Quote every line of the items below word for word, leaving out the pictures.
====== Dataset excerpts ======
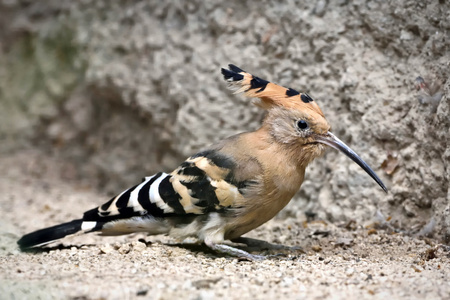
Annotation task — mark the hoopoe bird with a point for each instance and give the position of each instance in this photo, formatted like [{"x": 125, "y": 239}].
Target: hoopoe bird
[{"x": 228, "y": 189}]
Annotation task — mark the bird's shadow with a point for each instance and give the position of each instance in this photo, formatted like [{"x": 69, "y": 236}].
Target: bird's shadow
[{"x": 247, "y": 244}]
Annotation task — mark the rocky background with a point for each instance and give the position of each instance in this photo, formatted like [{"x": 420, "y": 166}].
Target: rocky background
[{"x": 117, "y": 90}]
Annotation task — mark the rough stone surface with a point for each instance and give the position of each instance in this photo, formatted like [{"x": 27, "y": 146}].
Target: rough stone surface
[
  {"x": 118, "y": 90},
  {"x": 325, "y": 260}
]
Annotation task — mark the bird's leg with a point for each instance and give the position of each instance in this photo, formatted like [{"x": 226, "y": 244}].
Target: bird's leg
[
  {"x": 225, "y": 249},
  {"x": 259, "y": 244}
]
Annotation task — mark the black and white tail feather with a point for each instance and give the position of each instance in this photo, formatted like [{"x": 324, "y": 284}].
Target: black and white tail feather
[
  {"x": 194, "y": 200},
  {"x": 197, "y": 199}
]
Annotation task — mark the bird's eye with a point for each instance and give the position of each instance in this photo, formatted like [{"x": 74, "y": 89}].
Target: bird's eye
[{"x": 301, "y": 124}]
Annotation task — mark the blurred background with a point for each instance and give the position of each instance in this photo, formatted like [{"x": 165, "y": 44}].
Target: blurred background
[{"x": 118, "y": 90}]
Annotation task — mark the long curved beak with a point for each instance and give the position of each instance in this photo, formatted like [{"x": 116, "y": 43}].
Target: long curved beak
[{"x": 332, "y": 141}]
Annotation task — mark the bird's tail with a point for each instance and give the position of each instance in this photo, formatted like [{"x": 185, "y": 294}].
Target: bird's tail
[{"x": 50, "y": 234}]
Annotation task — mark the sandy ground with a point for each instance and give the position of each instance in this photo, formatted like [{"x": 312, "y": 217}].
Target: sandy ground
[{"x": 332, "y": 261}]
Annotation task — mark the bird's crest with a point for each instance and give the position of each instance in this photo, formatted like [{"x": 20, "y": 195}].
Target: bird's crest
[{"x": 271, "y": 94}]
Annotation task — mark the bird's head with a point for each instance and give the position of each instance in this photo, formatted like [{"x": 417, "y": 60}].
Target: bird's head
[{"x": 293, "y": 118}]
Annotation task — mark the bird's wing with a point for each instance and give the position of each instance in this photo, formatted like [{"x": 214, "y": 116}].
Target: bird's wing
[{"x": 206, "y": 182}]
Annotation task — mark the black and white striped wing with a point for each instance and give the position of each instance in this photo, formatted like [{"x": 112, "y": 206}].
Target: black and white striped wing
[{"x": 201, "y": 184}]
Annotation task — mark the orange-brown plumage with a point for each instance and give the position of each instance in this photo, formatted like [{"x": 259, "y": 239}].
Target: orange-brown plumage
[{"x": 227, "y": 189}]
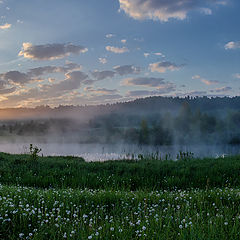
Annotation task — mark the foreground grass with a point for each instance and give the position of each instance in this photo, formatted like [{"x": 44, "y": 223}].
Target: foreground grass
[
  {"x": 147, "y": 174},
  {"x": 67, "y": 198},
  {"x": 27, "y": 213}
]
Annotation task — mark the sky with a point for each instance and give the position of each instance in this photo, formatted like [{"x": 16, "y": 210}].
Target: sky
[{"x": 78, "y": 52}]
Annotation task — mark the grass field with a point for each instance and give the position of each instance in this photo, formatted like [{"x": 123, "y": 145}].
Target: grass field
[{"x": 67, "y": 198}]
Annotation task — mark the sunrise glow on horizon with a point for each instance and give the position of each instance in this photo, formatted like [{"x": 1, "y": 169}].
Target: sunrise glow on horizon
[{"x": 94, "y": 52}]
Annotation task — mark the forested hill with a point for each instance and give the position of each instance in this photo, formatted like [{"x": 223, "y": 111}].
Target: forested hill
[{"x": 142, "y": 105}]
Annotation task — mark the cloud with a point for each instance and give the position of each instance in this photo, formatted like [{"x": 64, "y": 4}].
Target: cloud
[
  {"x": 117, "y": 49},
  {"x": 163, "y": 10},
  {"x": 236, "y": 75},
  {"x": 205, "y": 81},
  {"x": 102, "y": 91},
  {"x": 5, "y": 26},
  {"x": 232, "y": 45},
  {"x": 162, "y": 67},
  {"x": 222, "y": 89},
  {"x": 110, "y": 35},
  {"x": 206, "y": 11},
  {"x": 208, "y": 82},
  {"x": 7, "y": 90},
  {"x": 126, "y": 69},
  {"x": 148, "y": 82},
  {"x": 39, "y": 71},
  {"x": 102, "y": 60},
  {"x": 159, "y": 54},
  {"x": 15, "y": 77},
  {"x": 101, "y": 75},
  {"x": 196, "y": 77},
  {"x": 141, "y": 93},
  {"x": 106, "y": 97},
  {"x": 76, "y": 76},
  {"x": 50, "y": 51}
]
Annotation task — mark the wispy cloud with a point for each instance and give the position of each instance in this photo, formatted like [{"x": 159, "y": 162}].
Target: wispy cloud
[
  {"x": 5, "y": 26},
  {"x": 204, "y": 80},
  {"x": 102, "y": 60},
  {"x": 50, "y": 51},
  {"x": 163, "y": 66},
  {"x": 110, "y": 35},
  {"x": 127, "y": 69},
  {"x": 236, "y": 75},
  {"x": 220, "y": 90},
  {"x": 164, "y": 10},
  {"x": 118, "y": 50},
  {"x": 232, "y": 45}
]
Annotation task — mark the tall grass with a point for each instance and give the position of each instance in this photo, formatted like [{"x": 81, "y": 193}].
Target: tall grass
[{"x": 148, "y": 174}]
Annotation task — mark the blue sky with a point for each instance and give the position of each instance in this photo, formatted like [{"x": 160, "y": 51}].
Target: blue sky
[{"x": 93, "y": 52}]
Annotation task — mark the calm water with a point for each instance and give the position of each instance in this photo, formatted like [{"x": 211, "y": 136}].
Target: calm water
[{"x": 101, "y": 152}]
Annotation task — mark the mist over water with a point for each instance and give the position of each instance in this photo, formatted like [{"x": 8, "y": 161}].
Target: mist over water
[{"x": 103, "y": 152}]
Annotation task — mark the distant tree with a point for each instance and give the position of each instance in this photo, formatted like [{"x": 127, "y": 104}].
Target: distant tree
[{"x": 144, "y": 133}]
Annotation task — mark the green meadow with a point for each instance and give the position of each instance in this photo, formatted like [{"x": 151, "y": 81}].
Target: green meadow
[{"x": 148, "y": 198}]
======
== Task output ==
Annotation task — mark the hoopoe bird with a point for each instance and give the position of each instance in this photo, formatted like [{"x": 125, "y": 239}].
Target: hoopoe bird
[{"x": 228, "y": 189}]
Annotation task — mark the bird's shadow with a point for each instance and give the position of each instance in this photo, formatted like [{"x": 69, "y": 236}].
Target: bird's shadow
[{"x": 247, "y": 244}]
Annotation task — mark the rocky background with a point for each instance and give the position of each instance in this photo, formatted like [{"x": 420, "y": 166}].
Target: rocky background
[{"x": 117, "y": 90}]
Annotation task — mark the rough stone surface with a point for each instance and give the position of each instance in this photo, formatted like [{"x": 27, "y": 146}].
Target: rough stone surface
[
  {"x": 118, "y": 90},
  {"x": 325, "y": 260}
]
Annotation task — mark the bird's leg with a point for each instance and give the position of each instance in this photo, formatted like [{"x": 226, "y": 244}].
Target: bird's leg
[
  {"x": 225, "y": 249},
  {"x": 259, "y": 244}
]
Annotation task — mark the black and white tail feather with a point for each instance and give the position of each instance in this photo, formatted like [{"x": 324, "y": 284}].
Target: black and white tail feather
[
  {"x": 194, "y": 200},
  {"x": 197, "y": 199}
]
Annotation task — mark the bird's eye with a point for each instance and give the position of each instance in this photo, formatted like [{"x": 74, "y": 89}].
Target: bird's eye
[{"x": 301, "y": 124}]
Annotation task — mark the blurred background with a point for each instance and give the position of each instance in this photo, formatted like [{"x": 165, "y": 44}].
Target: blurred background
[{"x": 118, "y": 90}]
Annotation task — mark the long curved beak with a point for each instance and give the position of each instance in this photo, formatted like [{"x": 116, "y": 43}].
Target: long curved beak
[{"x": 332, "y": 141}]
Annotation task — mark the bird's tail with a point for each instance and give the position of each instance in this photo, formatted like [{"x": 185, "y": 294}].
Target: bird's tail
[{"x": 50, "y": 234}]
Annotation task — mark the sandy ground with a point for each instance and give the position of each instance in this photo, formatted like [{"x": 312, "y": 217}].
Target: sandy ground
[{"x": 332, "y": 261}]
Annotation task — mark the bird's crest with a point for each instance and give the position of each instance in this photo, formatted like [{"x": 20, "y": 195}].
Target: bird's crest
[{"x": 271, "y": 94}]
Annotation task — mark the bird's head with a point for each instance and give the position of each instance in this photo, formatted like [{"x": 417, "y": 60}].
Target: bird's head
[{"x": 293, "y": 118}]
Annotation task — mark the bird's wing with a point for each instance and give the position of each instance in this photo, formatted like [{"x": 214, "y": 116}].
Target: bird's wing
[{"x": 206, "y": 182}]
Annotation task — mark the black and white striped wing with a point for each instance and give the position of each instance in this photo, formatted like [{"x": 112, "y": 206}].
Target: black and white striped wing
[{"x": 201, "y": 184}]
Annotation task — mark the orange-brown plumage with a point for each instance and give the position of each instance in this photo, formatted like [{"x": 259, "y": 239}].
Target: orange-brown plumage
[{"x": 227, "y": 189}]
Annotation task — mark the foreground grass with a point for each instance and give the position of each instance in this photo, formatted like [{"x": 44, "y": 223}].
Target: foreground grass
[
  {"x": 147, "y": 174},
  {"x": 67, "y": 198},
  {"x": 27, "y": 213}
]
Annotation task — mark the sky with a point for each instance and give the position of each instance in this photo, formatted like [{"x": 16, "y": 210}].
Target: sky
[{"x": 78, "y": 52}]
Annotation task — mark the grass field with a point for each instance and give the position of each instance in this photo, formatted like [{"x": 123, "y": 145}].
Target: grass field
[{"x": 67, "y": 198}]
Annotation task — mark the sunrise glow on horizon with a point for each instance and give the position of each instance in this photo, formatted like [{"x": 1, "y": 169}].
Target: sunrise glow on horizon
[{"x": 94, "y": 52}]
Annotation task — mark the forested hill with a point for each instance and give the position of each instance in this photo, formatted like [{"x": 223, "y": 111}].
Target: forested hill
[{"x": 142, "y": 105}]
Annotation task — mark the cloud with a point for each instance and give the position of each instance in this photo, formatted like [{"x": 64, "y": 4}].
Target: cloud
[
  {"x": 117, "y": 49},
  {"x": 163, "y": 10},
  {"x": 236, "y": 75},
  {"x": 205, "y": 81},
  {"x": 102, "y": 91},
  {"x": 5, "y": 26},
  {"x": 232, "y": 45},
  {"x": 162, "y": 67},
  {"x": 222, "y": 89},
  {"x": 110, "y": 35},
  {"x": 206, "y": 11},
  {"x": 208, "y": 82},
  {"x": 7, "y": 90},
  {"x": 126, "y": 69},
  {"x": 148, "y": 82},
  {"x": 39, "y": 71},
  {"x": 102, "y": 60},
  {"x": 159, "y": 54},
  {"x": 15, "y": 77},
  {"x": 101, "y": 75},
  {"x": 196, "y": 77},
  {"x": 141, "y": 93},
  {"x": 106, "y": 97},
  {"x": 76, "y": 76},
  {"x": 50, "y": 51}
]
Annotation task — mark the wispy cloud with a point for each instance and give the position of each instance in this photo, formatted like [{"x": 159, "y": 162}].
Target: wispy cloud
[
  {"x": 5, "y": 26},
  {"x": 204, "y": 80},
  {"x": 102, "y": 60},
  {"x": 50, "y": 51},
  {"x": 163, "y": 66},
  {"x": 110, "y": 35},
  {"x": 127, "y": 69},
  {"x": 236, "y": 75},
  {"x": 220, "y": 90},
  {"x": 164, "y": 10},
  {"x": 118, "y": 50},
  {"x": 232, "y": 45}
]
Annotation task — mark the tall grass with a point for each instance and give the position of each instance in this photo, formatted like [{"x": 81, "y": 193}].
Target: tall grass
[{"x": 148, "y": 174}]
Annotation task — mark the blue sky with a point for each instance and give the position of each instance in this photo, formatted like [{"x": 160, "y": 51}].
Target: blue sky
[{"x": 93, "y": 52}]
Annotation task — mark the calm water with a point for each instance and give the position of each instance in this photo, formatted like [{"x": 211, "y": 136}].
Target: calm water
[{"x": 101, "y": 152}]
Annotation task — mark the mist over water with a point for each instance and give the position of each instance in this photo, formatted like [{"x": 8, "y": 161}].
Target: mist over water
[{"x": 103, "y": 152}]
Annotation task — mark the distant tree with a point for each instance and give the position of each instance in this photo, formatted like [{"x": 127, "y": 104}].
Target: distant tree
[{"x": 144, "y": 133}]
Annotation task — mark the green meadow with a point for each instance and give the position of each instance in this photo, formatted like [{"x": 151, "y": 81}].
Target: green meadow
[{"x": 148, "y": 198}]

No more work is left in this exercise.